(Excerpt to read)
The Banner has a subscription to republish articles from Religion News Service. This story by Jack Jenkins was published on religionnews.com March 11. It has been edited for length and for relevance to the Christian Reformed Church.
More than 100 U.S. Christian leaders, including the executive director of the Christian Reformed Church and leaders of multiple other denominations, sent a letter to the head of the Russian Orthodox Church on Friday (March 11) asking him to use his influence to help stop the invasion of Ukraine and “prayerfully reconsider the support you have given to this war.”
The letter was addressed to Patriarch Kirill of Moscow, head of the Russian Orthodox Church, who is known to have a close relationship with Russian President Vladimir Putin.
“With broken hearts, we are making an earnest plea that you use your voice and profound influence to call for an end to the hostilities and war in Ukraine and intervene with authorities in your nation to do so,” the letter read.
Kirill’s initial generalized call for peace at the outset of the Russian invasion of Ukraine was lambasted by leaders of the Ukrainian Orthodox Church based in Kyiv, with one cleric decrying it as the words of a “religious politician” and a tacit endorsement of Putin’s justifications for invasion.
(End Excerpt to read)
(Listed entries)
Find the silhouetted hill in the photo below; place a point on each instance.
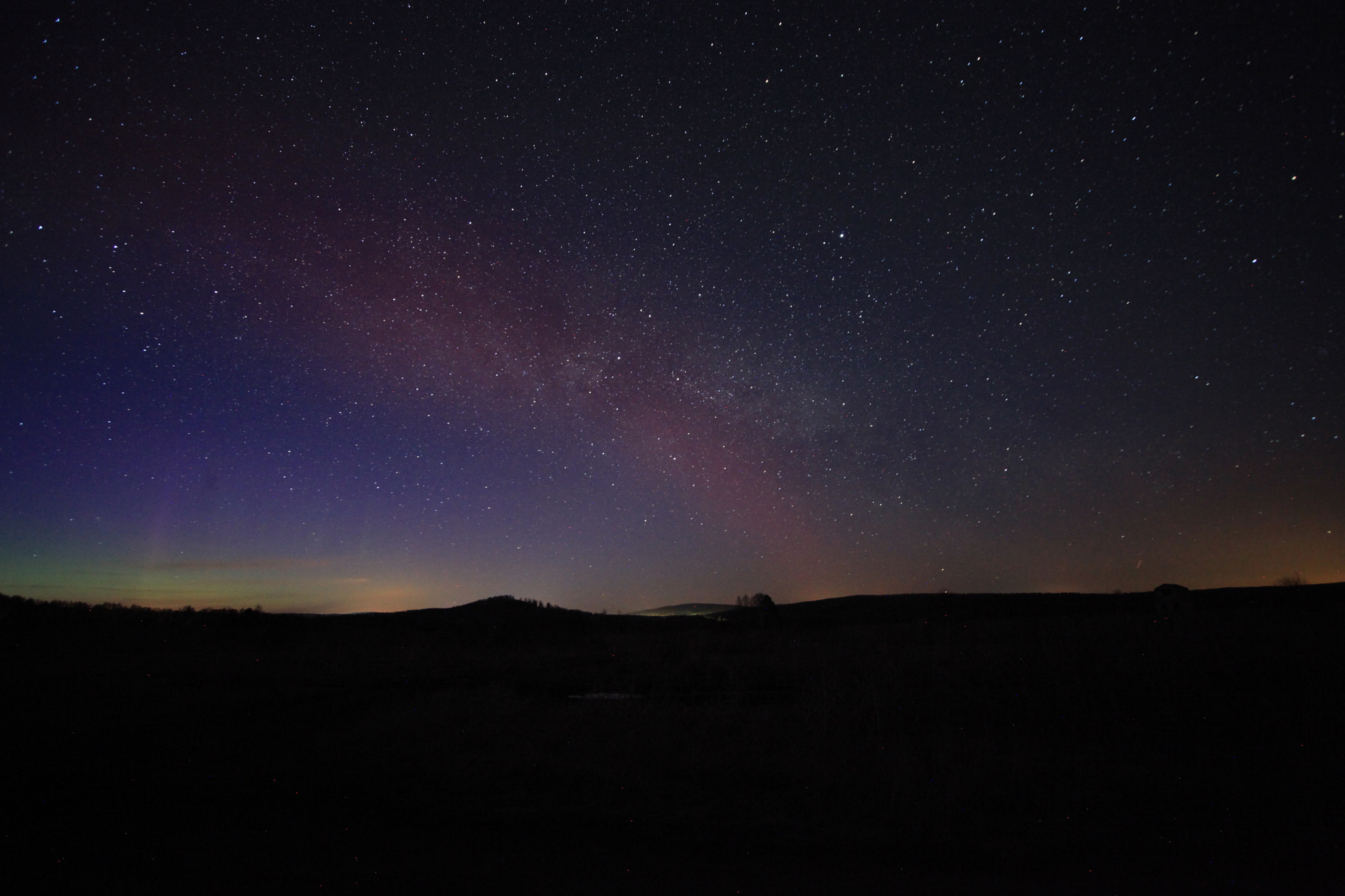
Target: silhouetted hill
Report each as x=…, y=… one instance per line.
(End Listed entries)
(Listed entries)
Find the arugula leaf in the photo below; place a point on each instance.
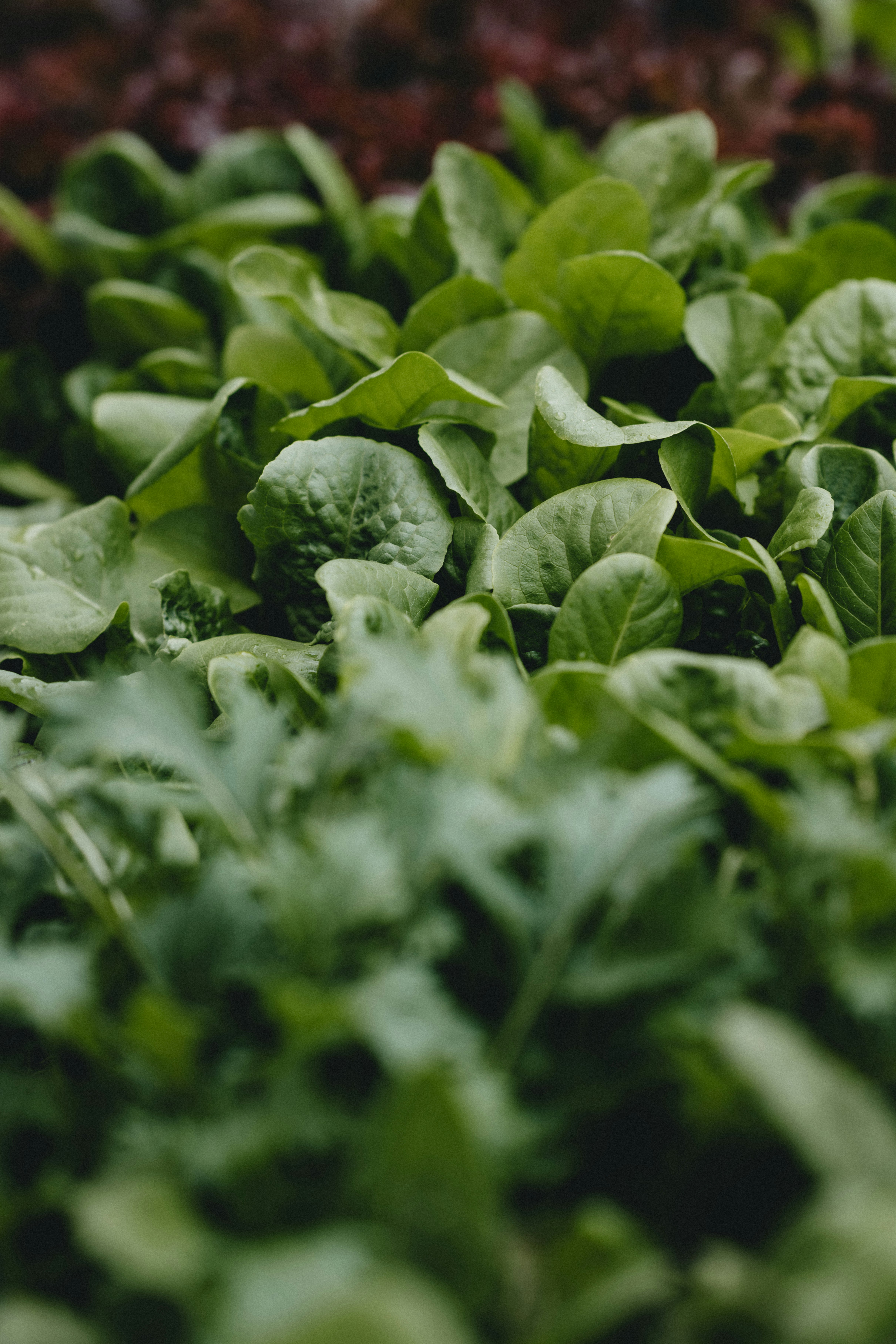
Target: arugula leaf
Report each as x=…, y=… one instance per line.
(End Listed entries)
(Listed entries)
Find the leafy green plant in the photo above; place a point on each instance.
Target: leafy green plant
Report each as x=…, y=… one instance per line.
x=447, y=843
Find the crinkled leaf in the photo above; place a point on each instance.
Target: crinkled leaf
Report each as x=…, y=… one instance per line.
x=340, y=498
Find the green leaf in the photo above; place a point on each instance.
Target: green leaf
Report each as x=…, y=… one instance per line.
(End Listed entries)
### To do
Proceed with the article about the Christian leaders' letter to Patriarch Kirill, picking up after its final sentence. The entries are separate material, unrelated to the article about the letter to Patriarch Kirill.

### Task answer
But the letter from the U.S. faith leaders says, “We make this appeal with no political agenda. Before God, we bear witness that there is no religious justification from any side for the destruction and terror the world is witnessing daily. Our first allegiance is always to our Lord Jesus Christ. This transcends the narrow claims of all nations and ideologies.”
“We are in the season of Lent,” the letter continues. “In that Lenten spirit, we ask you to prayerfully reconsider the support you have given to this war because of the horrendous human suffering it has unleashed.”
Signers of the letter include Rev. Walter Kim, president of the National Association of Evangelicals; Colin P. Watson Sr., executive director of the Christian Reformed Church; Rev. Eddy Aleman, general secretary of the Reformed Church in America; and Wesley Granberg-Michaelson, general secretary emeritus of the RCA.
Related: From CRC communications, Watson Signs Letter to Kirill
Granberg-Michaelson helped organize the letter with Jim Wallis, head of Georgetown University’s Center on Faith and Justice and former president of Sojourners, an American Christian social justice advocacy organization.
“There is not, and can never be, any ethical, religious, or theological justification for Russia’s invasion of Ukraine,” Wallis said in a statement. “When bombs rain down on maternity wards and hospitals, as well as other innocent civilians, we should be utterly clear: this is the work of an immoral maniac who must be removed from power, and anyone who supports Putin is sanctioning murder.”
The letter is one of several efforts by faith leaders to pressure Kirill, whose church has often operated in tandem with the Russian government. Earlier in March a group of Catholic bishops from Ireland, Scotland, England, and Wales called on Kirill to help end the violence, and Romanian Orthodox priest Ioan Sauca, head of the World Council of Churches, similarly implored Kirill to speak with the Russian president.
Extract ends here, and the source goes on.